Le quattro fasi preparatorie dell’evoluzione nordico-germanica, corrispondenti ai quattro periodi di civiltà del mondo mediterraneo.

O.O. 92 – Leggende e misteri antichi – 12.05.1905


 

Sommario: Le quattro fasi preparatorie dell’evoluzione nordico-germanica, corrispondenti ai quattro periodi di civiltà del mondo mediterraneo. La nascita dell’io nella quinta fase. La rappresentazione di questo evento nella tetralogia wagneriana. Il significato esoterico di alcuni momenti di tale rappresentazione. Il problema della bisessualità com’è vissuto nel Tristano e Isotta. Il superamento di questo problema nell’amore cristiano. Un accenno al Parsifal.

 

Nella conferenza precedente abbiamo visto come il grande compositore si sia richiamato al mito per rappresentare il succedersi di eventi che hanno una portata universale. Nel mito di Sigfrido si esprime l’intero contenuto della concezione nordica del mondo, fino all’avvento del cristianesimo. Questa concezione del mondo è orientata in senso tragico; il suo punto d’arrivo è il crepuscolo degli dèi. Che cosa significa questo orientamento tragico?

 

Ho detto che dei misteri erano presenti anche nel nord; nel loro ambito, i discepoli ricevevano una spiegazione del perché il mito nordico si concludesse con il crepuscolo degli dèi. In questi misteri veniva svelato qualcosa di ciò che era ancora nascosto, e che sarebbe accaduto solo nel futuro. I sacerdoti del nord erano chiamati ad annunciare che l’antico mondo degli dèi sarebbe tramontato, e che, dal fuoco in cui doveva perire il mondo nordico, un nuovo mondo si sarebbe innalzato, attraverso il Cristo, a un amore purificato. Il passato doveva morire; di qui l’orientamento tragico al momento della fine. Ecco ciò che Wagner riesce così mirabilmente a far trasparire: questa atmosfera di preparazione propria delle saghe nordiche, che si stempera infine nel crepuscolo degli dèi.

 

La concezione nordica del mondo contempla quattro fasi. Fino alla venuta del Cristo, l’umanità è passata attraverso quattro stadi. Noi oggi apparteniamo al quinto periodo di civiltà della epoca della Terra; la nostra civiltà è stata preceduta da altre: quella sanscrita, quella di Medi e Persiani e quella caldeo-babilonese-egizia; poi viene, quarta, la civiltà greco-latina, mentre nel nord abbiamo la stirpe teutonico- germanica. A questo punto, con l’irrompere del cristianesimo si compie una svolta decisiva. In questo stadio cambierà tutto, e per il vecchio mondo sarà la fine. L’avvenimento è simboleggiato con grande efficacia nel racconto di Vinfrido – Bonifacio che abbatte la quercia sacra. Negli antichi misteri, “quercia” è sinonimo di “druido”, e dunque l’abbattimento della quercia sta a significare l’annientamento dell’antica religione nordica. I misteri nordici hanno preannunciato questa sconfitta del culto druidico.
--------------------------------
- _Consegne dell'esercizio_
(a) Nel testo sul mito nordico, che cosa significa "quercia" negli antichi misteri?
(b) Per favore, riprendi il testo sul mito nordico dopo l'ultima frase e proseguilo.

Voci tratte da un dataset:
--------------------------------
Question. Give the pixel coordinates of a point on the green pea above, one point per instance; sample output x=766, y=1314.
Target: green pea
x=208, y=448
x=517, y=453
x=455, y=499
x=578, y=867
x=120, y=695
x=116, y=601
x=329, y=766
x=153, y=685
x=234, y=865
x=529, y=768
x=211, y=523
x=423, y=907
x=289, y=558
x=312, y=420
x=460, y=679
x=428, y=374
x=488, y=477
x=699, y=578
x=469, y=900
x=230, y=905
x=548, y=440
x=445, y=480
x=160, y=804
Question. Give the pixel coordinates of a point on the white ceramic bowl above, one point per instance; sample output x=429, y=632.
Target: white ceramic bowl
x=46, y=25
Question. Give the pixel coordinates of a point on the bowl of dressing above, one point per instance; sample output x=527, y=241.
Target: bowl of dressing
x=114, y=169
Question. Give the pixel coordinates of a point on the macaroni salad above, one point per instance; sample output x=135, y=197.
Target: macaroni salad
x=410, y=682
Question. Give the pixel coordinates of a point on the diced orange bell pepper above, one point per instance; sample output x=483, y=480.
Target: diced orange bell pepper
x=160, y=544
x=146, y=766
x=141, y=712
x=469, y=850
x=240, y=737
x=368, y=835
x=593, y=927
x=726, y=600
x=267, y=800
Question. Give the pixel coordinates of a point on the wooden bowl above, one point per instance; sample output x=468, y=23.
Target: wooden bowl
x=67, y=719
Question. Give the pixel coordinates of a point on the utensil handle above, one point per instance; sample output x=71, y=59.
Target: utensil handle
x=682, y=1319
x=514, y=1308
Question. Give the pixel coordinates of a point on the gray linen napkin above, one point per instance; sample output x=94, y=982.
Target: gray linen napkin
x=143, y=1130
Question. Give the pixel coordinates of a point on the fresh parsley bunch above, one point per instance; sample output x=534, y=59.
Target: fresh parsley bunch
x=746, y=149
--------------------------------
- _Risposte alle consegne_
(a) "Quercia" è sinonimo di "druido".

(b)
 

Contemporaneamente all’evolversi delle prime quattro civiltà nel sud, le popolazioni del nord si sono preparate questa loro specifica evoluzione. Anche qui abbiamo quattro fasi, anche qui l’evoluzione attraversa quattro stadi, l’ultimo dei quali si identifica appunto con il crepuscolo degli dèi. È caratteristico che in queste quattro fasi si ripeta tutta l’evoluzione umana precedente. L’umanità è passata attraverso differenti stati. Il mito nordico è una specie di rievocazione di tutta quanta la storia della Terra, che vive in esso come immagine, come contenuto mitico. E i quattro stadi dell’evoluzione vivono anche nei drammi wagneriani, giacché questi suoi drammi Wagner li ha ricavati dal mito. A buon diritto ha composto una tetralogia. Nelle sue quattro parti, incluso il Prologo, si delinea l’evoluzione dell’umanità; il quinto stadio sarà quello del cristianesimo.

Qual è il motivo di fondo dell’Oro del Reno. E qual è il motivo di fondo della nostra attuale epoca? Se risaliamo all’epoca polare, vi troviamo degli uomini che non possedevano ancora una coscienza di sé e non erano ancora differenziati sessualmente; lo stesso dicasi degli Iperborei. Solo nella terza epoca della Terra, nell’epoca lemurica, l’uomo diventa unisessuale. E solo nell’epoca atlantica, nel suo quinto periodo di civiltà, nasce l’io. Accade allora per la prima volta che l’uomo chiami “io” se stesso. Nel mito, questa coscienza dell’io viene rappresentata sotto forma di un nano, Alberico, ed è concepita come emergente dal Nifelheim. Il Nifelheim era l’Atlantide, e il suo nome significa a giusto titolo “paese della nebbia”. La nostra atmosfera terrestre non si era ancora depurata dei vapori acquei, né v’erano ancora precipitazioni piovose. L’io umano è nato da questo Nifelheim, con le sue acque gorgoglianti e le sue nebbie sospese. Wagner ne restituisce un’impressione grandiosa con l’accordo in mi bemolle maggiore dell’orchestra; il motivo di fondo della nostra umanità, dell’umanità attuale, risuona dal Nifelheim.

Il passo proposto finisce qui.